Exercise aim → Search the listing below for the string "after" and copy every line where it occurs.

Information supplied →
- - - -

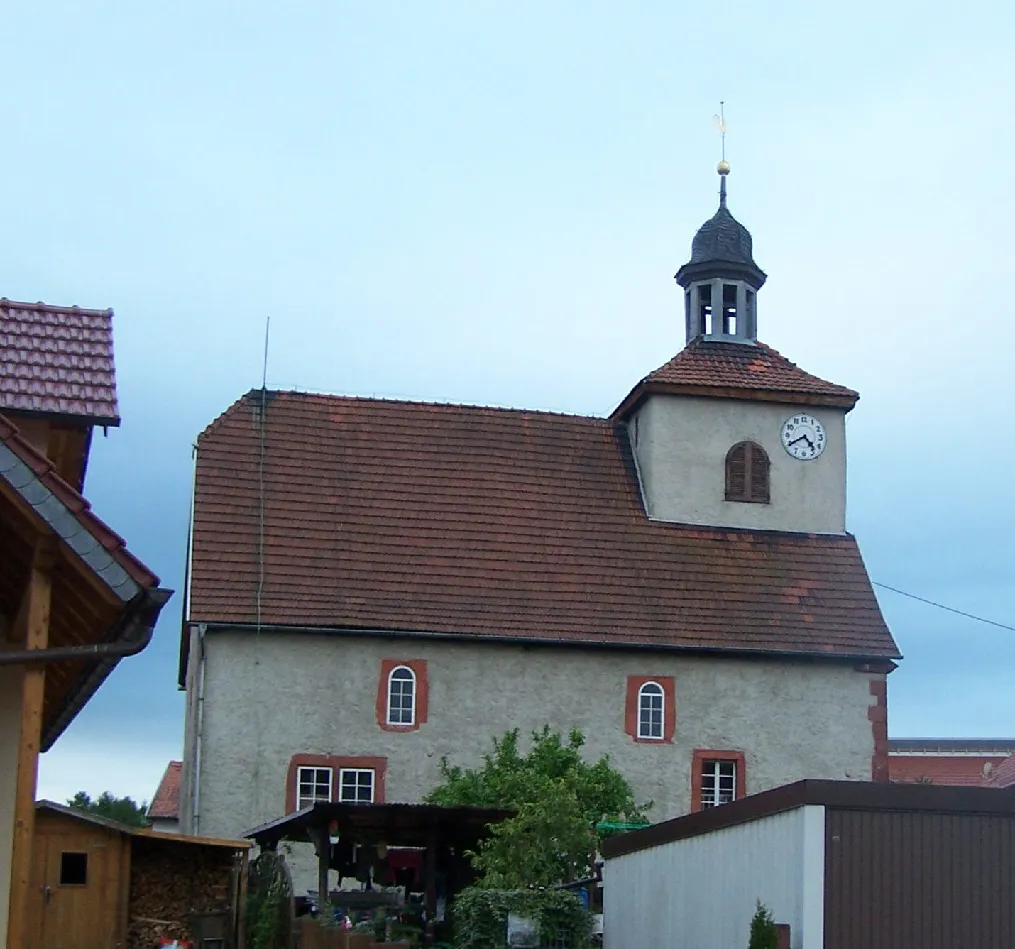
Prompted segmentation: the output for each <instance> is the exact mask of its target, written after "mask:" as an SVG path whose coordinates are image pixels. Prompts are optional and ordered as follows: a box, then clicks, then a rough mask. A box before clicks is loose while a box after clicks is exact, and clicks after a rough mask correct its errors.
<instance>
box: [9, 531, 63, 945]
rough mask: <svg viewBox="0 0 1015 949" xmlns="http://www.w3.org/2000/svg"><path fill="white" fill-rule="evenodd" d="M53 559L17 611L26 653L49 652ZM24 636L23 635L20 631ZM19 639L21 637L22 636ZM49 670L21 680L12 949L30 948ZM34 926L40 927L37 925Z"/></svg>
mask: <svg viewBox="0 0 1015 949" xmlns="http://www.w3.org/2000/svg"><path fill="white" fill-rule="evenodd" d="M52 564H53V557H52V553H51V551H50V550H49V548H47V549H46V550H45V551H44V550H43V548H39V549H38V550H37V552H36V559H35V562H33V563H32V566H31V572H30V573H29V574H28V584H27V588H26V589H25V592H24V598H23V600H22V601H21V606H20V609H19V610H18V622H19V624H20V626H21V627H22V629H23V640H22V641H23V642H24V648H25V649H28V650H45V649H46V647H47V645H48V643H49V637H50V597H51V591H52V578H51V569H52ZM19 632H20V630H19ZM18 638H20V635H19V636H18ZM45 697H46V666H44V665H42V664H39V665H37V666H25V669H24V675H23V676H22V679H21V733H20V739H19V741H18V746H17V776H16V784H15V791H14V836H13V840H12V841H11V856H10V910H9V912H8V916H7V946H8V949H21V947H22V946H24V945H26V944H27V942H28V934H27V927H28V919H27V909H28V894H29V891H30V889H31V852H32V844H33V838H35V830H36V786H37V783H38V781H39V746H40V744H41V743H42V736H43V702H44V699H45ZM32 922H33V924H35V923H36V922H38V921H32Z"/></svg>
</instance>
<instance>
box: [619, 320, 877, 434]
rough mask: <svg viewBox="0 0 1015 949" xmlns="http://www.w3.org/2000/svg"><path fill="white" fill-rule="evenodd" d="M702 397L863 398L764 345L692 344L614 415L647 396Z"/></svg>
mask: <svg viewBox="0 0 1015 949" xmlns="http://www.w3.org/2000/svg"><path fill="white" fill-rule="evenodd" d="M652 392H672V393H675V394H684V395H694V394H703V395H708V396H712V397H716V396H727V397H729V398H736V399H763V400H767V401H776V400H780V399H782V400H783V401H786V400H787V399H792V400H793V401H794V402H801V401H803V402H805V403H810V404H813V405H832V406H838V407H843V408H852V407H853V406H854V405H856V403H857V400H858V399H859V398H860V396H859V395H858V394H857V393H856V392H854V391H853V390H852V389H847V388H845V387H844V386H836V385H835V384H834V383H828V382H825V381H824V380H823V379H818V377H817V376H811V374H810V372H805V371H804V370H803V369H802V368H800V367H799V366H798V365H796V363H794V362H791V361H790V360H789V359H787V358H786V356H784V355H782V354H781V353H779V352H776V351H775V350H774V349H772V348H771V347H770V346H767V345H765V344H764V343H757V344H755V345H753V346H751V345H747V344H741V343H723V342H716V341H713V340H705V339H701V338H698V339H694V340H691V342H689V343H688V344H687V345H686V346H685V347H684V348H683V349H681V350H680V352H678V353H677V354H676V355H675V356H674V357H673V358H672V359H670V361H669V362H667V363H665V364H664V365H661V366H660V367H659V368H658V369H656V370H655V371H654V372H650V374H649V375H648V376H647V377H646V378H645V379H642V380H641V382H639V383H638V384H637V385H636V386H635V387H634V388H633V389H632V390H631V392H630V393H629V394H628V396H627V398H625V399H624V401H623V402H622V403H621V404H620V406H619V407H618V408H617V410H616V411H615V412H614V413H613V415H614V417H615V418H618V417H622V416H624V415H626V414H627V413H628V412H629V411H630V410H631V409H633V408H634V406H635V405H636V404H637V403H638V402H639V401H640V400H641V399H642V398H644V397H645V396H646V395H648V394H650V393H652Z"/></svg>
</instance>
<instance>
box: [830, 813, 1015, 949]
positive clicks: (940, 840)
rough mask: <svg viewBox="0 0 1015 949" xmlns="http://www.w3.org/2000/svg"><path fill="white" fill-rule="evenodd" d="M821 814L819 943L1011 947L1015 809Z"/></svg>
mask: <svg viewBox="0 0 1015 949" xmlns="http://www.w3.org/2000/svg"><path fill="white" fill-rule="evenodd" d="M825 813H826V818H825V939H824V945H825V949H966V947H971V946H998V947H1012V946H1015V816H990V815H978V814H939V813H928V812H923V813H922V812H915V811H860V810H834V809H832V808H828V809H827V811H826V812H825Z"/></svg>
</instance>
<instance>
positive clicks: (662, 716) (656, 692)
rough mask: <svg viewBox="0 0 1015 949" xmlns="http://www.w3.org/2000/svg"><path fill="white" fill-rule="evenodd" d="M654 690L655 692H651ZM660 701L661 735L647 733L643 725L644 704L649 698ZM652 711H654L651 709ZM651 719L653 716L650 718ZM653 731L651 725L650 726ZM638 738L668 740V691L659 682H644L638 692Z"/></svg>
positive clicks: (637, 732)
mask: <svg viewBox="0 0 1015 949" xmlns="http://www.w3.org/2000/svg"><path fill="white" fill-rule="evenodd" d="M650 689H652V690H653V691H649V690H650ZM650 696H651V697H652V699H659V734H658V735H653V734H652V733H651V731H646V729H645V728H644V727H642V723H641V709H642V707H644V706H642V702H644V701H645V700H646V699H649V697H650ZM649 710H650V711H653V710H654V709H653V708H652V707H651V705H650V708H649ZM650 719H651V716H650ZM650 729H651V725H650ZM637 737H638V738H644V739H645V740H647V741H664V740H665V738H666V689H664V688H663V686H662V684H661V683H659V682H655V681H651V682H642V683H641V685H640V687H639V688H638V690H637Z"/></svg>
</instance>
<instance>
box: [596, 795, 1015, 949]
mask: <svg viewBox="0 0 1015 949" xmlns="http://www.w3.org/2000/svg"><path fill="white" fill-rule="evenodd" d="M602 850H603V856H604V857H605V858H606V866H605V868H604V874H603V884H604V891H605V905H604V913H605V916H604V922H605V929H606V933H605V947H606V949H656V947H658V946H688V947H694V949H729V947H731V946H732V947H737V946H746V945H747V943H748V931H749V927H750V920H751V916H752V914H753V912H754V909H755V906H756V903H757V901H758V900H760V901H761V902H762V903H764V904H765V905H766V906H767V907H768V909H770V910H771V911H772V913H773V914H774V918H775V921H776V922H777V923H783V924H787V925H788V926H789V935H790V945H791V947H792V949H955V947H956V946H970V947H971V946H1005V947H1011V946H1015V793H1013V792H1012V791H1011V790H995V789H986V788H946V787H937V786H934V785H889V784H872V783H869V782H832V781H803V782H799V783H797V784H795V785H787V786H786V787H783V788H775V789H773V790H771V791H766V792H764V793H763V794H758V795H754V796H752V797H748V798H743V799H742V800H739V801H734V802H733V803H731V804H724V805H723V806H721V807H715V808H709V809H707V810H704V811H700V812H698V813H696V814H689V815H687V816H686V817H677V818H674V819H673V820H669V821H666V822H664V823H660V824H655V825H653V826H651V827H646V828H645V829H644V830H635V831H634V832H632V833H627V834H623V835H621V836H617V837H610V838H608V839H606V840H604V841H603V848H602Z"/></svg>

- - - -

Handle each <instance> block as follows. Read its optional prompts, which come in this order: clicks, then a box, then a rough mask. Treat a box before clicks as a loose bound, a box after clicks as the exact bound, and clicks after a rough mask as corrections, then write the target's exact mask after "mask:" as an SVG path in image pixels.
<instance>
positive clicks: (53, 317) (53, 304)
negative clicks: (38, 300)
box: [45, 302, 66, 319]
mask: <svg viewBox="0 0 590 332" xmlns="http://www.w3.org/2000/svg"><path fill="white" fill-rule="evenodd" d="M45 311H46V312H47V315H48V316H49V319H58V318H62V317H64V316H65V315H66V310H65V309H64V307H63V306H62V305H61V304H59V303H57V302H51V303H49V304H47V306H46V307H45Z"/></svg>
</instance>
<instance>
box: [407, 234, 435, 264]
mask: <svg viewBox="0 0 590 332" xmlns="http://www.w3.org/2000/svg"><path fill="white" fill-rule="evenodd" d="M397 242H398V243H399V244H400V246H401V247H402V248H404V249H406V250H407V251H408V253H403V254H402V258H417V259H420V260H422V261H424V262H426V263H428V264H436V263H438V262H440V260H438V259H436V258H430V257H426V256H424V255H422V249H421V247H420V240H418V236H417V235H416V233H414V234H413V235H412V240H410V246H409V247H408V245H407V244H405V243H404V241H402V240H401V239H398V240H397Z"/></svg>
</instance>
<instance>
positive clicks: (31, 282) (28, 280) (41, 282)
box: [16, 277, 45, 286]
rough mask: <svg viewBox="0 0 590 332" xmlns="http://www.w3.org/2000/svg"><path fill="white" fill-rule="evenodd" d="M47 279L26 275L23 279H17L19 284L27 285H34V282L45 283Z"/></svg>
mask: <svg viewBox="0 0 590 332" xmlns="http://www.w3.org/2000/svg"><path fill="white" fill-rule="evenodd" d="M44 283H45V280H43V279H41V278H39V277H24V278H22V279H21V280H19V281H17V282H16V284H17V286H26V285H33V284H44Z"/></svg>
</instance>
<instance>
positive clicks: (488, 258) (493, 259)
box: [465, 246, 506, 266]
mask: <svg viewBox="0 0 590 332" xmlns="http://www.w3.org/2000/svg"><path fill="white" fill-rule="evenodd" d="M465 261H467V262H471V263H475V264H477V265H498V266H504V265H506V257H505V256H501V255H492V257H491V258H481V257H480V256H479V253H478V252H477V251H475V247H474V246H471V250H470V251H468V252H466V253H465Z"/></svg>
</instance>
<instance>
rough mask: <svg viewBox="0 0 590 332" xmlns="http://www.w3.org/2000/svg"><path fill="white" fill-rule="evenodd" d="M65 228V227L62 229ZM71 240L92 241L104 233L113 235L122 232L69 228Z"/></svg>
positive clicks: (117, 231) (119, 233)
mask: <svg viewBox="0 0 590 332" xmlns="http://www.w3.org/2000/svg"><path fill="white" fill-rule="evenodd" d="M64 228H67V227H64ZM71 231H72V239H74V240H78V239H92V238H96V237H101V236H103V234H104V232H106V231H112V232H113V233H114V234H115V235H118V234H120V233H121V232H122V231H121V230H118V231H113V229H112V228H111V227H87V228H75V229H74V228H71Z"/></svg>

- - - -

Written response →
Prompted segmentation: the output for each <instance> is the exact mask of its target, written after "mask:" as an SVG path whose coordinates are image pixels. Prompts are optional and ordered as follows: a box, then clicks, then a rough mask. A box before clicks is loose while a box after clicks is exact, and clicks after a rough mask correct its errors.
Handle each <instance> block as follows. Read its optional prompts, which come in this order: clicks, then a box, then a rough mask. Treat a box before clicks as a loose bound, a box after clicks as the exact bound, and clicks after a rough mask as corrections, then write the target's exact mask after "mask:" as an SVG path in image pixels.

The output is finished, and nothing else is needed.